Excerpt to read —
>>>>
C. Comments Advocating a Delay of Final Action Until Resolution of Pending Litigation
Comment: EPA received a comment stating that if EPA did not accept the commenter's arguments for not approving this rule, then EPA should at least defer its final action until the litigation challenging EPA's rules implementing the 8-hour ozone standard is resolved, because EPA's stated basis for rescinding the Maryland SIP disapproval and sanctions clock relies on the national rules. This comment asserts that delay in implementing the section 185 penalty fee requirements would “undermine” air quality in the Washington area and that there is no harm in requiring Maryland to move forward in the interim with adoption of SIP provisions to implement the section 185 penalty fee provisions. The comment notes that the District and Virginia have already adopted and submitted SIP revisions for the section 185 penalty fee program and received EPA's approval of these SIP revisions.
<<<<
Material —
>>>>
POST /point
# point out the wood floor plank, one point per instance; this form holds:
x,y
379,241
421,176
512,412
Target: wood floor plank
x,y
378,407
<<<<
Goals —
• 1. Could you condense the paragraph of the excerpt on delaying EPA's final action that begins "Comment: EPA received a comment" into a short bulleted list that keeps its main facts?
• 2. Can you reproduce every line of the records word for word?
The excerpt and the records have no connection to each other.

Task results —
• 1.
- A commenter said that if EPA rejects the commenter's arguments against approving the rule, EPA should at least defer final action until litigation over its rules implementing the 8-hour ozone standard is resolved. The reason given is that EPA's basis for rescinding the Maryland SIP disapproval and sanctions clock relies on those national rules.
- The comment argues that delaying the section 185 penalty fee requirements would "undermine" Washington-area air quality.
- It also argues there is no harm in requiring Maryland to adopt SIP provisions for those penalty fees in the meantime.
- It notes that the District and Virginia have already adopted and submitted SIP revisions for the penalty fee program, and EPA has approved them.

• 2.
POST /point
# point out the wood floor plank, one point per instance; this form holds:
x,y
379,241
421,176
512,412
Target: wood floor plank
x,y
378,407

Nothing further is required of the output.